* What is expected: Exactly reproduce the lines from the one containing "Query: dense green foliage" through the last line of the data, both ends included, leaving out pictures.

* Data extract:
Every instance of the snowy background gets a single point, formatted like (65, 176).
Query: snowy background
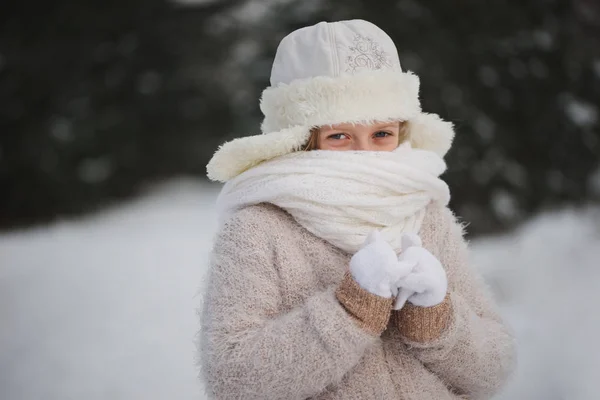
(104, 306)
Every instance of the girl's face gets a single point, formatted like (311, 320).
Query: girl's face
(376, 137)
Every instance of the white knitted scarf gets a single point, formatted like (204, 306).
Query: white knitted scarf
(341, 196)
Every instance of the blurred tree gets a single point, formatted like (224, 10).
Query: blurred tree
(96, 100)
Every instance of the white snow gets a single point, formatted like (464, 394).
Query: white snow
(104, 306)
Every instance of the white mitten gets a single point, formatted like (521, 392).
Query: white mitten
(427, 284)
(375, 267)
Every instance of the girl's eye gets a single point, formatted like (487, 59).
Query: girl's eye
(381, 134)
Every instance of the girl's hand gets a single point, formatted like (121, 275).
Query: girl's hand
(376, 268)
(426, 285)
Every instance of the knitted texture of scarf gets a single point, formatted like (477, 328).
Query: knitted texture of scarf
(341, 196)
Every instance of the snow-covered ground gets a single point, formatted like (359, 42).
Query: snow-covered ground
(104, 307)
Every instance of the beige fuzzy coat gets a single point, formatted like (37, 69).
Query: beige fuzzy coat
(282, 319)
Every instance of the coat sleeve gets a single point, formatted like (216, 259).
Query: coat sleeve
(249, 349)
(471, 349)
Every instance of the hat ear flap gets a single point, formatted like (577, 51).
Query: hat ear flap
(430, 132)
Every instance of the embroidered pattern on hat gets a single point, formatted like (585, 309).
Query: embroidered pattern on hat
(366, 54)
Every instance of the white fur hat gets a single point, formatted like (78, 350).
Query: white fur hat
(331, 73)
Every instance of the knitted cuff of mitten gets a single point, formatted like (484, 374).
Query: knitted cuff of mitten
(370, 311)
(424, 324)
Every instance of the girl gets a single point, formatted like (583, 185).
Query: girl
(338, 271)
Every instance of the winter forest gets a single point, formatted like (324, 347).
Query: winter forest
(110, 111)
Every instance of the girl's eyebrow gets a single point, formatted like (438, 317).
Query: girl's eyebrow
(384, 126)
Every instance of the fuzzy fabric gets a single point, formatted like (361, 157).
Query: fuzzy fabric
(326, 100)
(376, 267)
(342, 196)
(273, 328)
(330, 73)
(426, 284)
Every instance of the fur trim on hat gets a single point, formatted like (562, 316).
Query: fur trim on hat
(430, 132)
(238, 155)
(383, 95)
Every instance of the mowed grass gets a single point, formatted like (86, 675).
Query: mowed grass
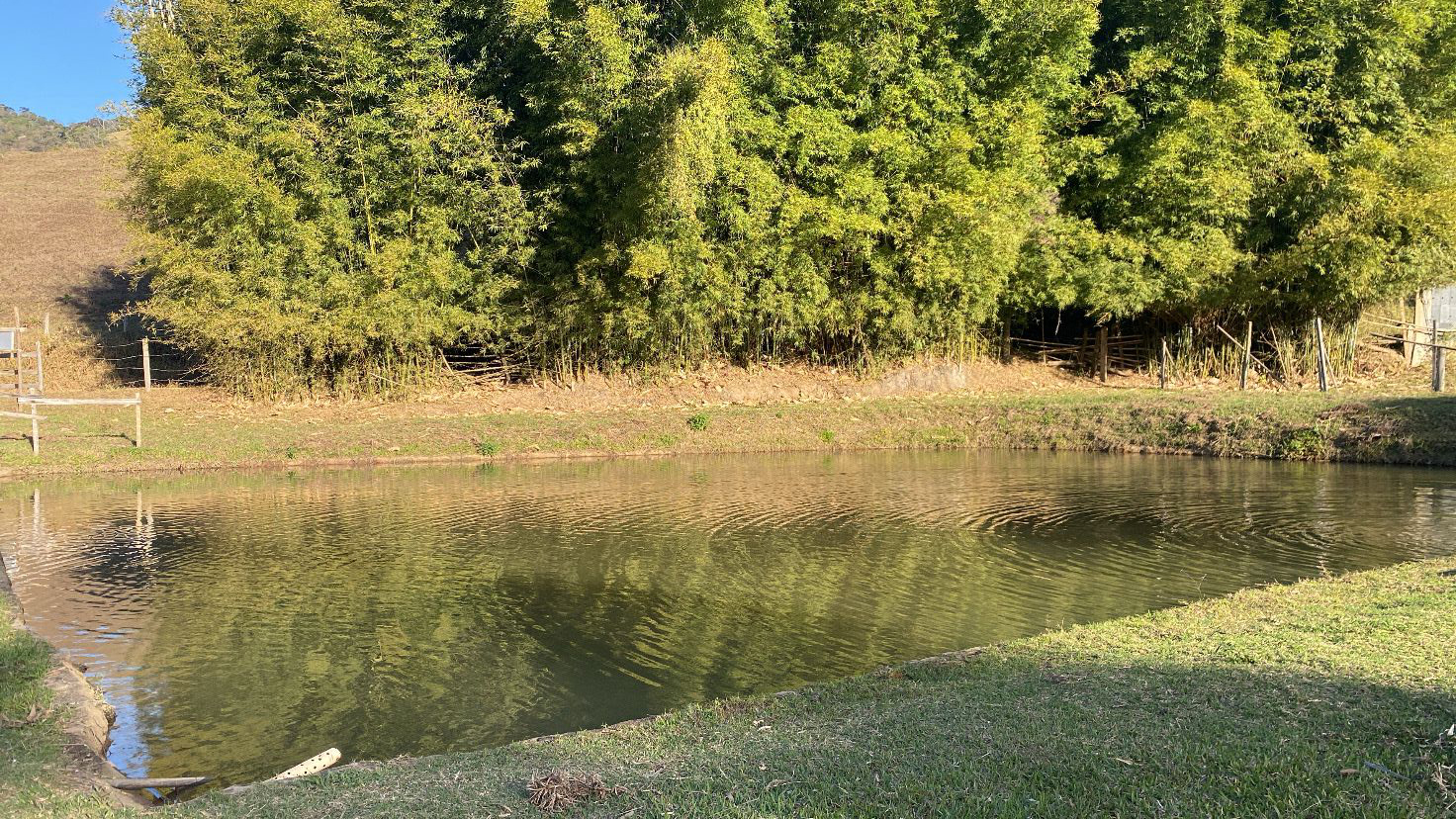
(1323, 698)
(190, 427)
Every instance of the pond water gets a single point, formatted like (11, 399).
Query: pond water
(242, 622)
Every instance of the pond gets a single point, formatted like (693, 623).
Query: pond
(242, 622)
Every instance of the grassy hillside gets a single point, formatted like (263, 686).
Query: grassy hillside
(60, 240)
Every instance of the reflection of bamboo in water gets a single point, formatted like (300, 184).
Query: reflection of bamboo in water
(392, 597)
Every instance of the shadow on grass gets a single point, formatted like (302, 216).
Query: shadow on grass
(105, 310)
(1406, 430)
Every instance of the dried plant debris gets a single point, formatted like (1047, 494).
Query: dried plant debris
(559, 790)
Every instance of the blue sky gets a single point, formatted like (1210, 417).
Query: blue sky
(61, 58)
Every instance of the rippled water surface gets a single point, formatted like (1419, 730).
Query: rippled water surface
(242, 622)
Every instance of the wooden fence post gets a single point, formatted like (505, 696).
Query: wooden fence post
(1320, 357)
(1101, 353)
(1248, 357)
(1437, 357)
(145, 363)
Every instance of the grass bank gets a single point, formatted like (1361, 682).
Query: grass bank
(200, 428)
(1323, 698)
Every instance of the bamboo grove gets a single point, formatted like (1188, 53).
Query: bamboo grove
(333, 191)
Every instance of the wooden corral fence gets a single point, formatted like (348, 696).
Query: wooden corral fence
(22, 370)
(33, 401)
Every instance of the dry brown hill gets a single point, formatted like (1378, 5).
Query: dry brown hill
(60, 237)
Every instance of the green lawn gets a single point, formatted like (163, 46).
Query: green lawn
(1323, 698)
(200, 428)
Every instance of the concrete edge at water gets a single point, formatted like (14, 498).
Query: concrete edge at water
(85, 717)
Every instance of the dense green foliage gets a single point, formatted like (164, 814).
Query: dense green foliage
(335, 190)
(25, 130)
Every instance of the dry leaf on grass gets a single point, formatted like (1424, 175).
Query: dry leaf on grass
(559, 790)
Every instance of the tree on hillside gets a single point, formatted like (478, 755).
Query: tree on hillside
(1267, 157)
(324, 205)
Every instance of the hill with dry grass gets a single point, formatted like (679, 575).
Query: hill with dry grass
(61, 242)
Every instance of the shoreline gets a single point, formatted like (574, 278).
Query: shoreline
(185, 431)
(1251, 611)
(86, 717)
(89, 716)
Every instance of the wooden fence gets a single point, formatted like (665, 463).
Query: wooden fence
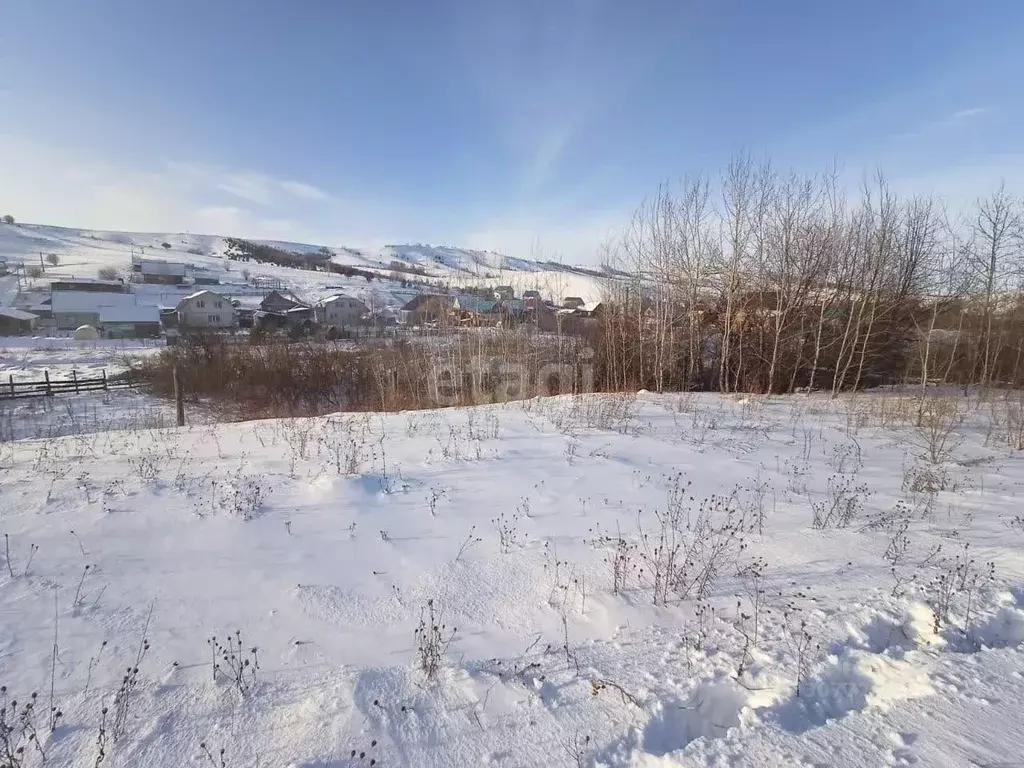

* Completed exercise:
Query: dense green foliage
(335, 190)
(25, 130)
Every instance of the dry leaf on grass gets a single point, formatted like (1424, 175).
Query: dry leaf on grass
(559, 790)
Every instance of the tree on hillside gets a single point, formatted like (478, 755).
Query: tree on hillside
(1267, 157)
(324, 205)
Every instance of the hill with dry grass gets a single point, formatted like (679, 575).
Query: hill with dry grass
(61, 242)
Every instance of the shoreline gets a single point, formatted like (574, 278).
Query: shoreline
(185, 431)
(1251, 611)
(86, 717)
(89, 716)
Every instance of the wooden fence gets a single point, formatted like (665, 463).
Query: wooden fence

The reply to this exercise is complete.